Object pointing dataset rows:
━━━━━━━━━━━━━━━━━━━━
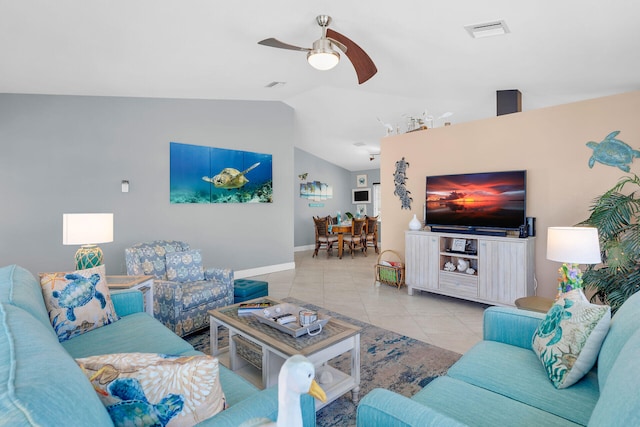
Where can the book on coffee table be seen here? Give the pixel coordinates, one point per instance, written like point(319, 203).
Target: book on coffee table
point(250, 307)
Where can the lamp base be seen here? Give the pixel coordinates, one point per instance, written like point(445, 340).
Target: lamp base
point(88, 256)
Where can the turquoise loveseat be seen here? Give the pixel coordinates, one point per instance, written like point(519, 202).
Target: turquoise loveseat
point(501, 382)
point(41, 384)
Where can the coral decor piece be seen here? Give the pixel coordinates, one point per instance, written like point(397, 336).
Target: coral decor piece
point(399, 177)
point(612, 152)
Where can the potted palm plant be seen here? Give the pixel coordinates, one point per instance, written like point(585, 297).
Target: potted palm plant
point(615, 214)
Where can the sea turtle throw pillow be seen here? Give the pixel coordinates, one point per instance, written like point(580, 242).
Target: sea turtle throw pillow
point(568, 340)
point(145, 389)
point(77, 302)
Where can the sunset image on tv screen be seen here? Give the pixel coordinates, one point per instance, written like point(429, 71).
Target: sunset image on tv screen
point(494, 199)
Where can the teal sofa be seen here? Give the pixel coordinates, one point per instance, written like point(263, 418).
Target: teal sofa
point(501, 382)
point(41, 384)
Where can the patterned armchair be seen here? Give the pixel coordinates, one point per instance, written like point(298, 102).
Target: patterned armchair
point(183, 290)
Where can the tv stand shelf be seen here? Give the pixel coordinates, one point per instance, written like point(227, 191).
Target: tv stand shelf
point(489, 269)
━━━━━━━━━━━━━━━━━━━━
Duplicate every line of the items above, word for word, with the picture left out.

RESPONSE TO THE TASK:
Where can the book on coffee table be seen here? Give the pixel coordinates, one point per instance, written like point(319, 203).
Target: book on coffee table
point(250, 307)
Where can the lamp base be seen here? Give the pixel coordinates, one point per instance, written like point(445, 340).
Target: lamp base
point(88, 256)
Where can the turquoise loveseat be seen here? Give the pixel coordinates, one point per instance, written like point(519, 202).
Target: turquoise loveseat
point(501, 382)
point(41, 384)
Where can the coral decor piece be seen here? Give the pixel coordinates, one point per instance, written like point(397, 336).
Target: coral decor piece
point(399, 177)
point(612, 152)
Where can the potted palm plant be seen here? Give the pixel coordinates, one point per instance, written like point(585, 297).
Target: potted palm plant
point(615, 214)
Where can the sea turtle throw pillow be seen here? Give the pixel coordinates, one point per instance, written like point(580, 242).
Target: sea turtle throw pillow
point(568, 340)
point(145, 389)
point(77, 302)
Where can the sunset image on tv screen be seen here? Give the pixel coordinates, one point per instance, written like point(429, 71).
Target: sunset image on tv screen
point(494, 199)
Where can the teal sofa be seen here? Give the pixel coordinates, one point per instance, written like point(263, 418).
Target: teal sofa
point(501, 382)
point(41, 384)
Where can the patterned armchair be seen here? Give the pixel coordinates, one point per instance, written like point(298, 102).
Target: patterned armchair
point(183, 290)
Where can the tv stand shelf be seen here? Give the pixel coordinates, one point per instance, written like point(227, 191).
Target: tv stand shelf
point(489, 269)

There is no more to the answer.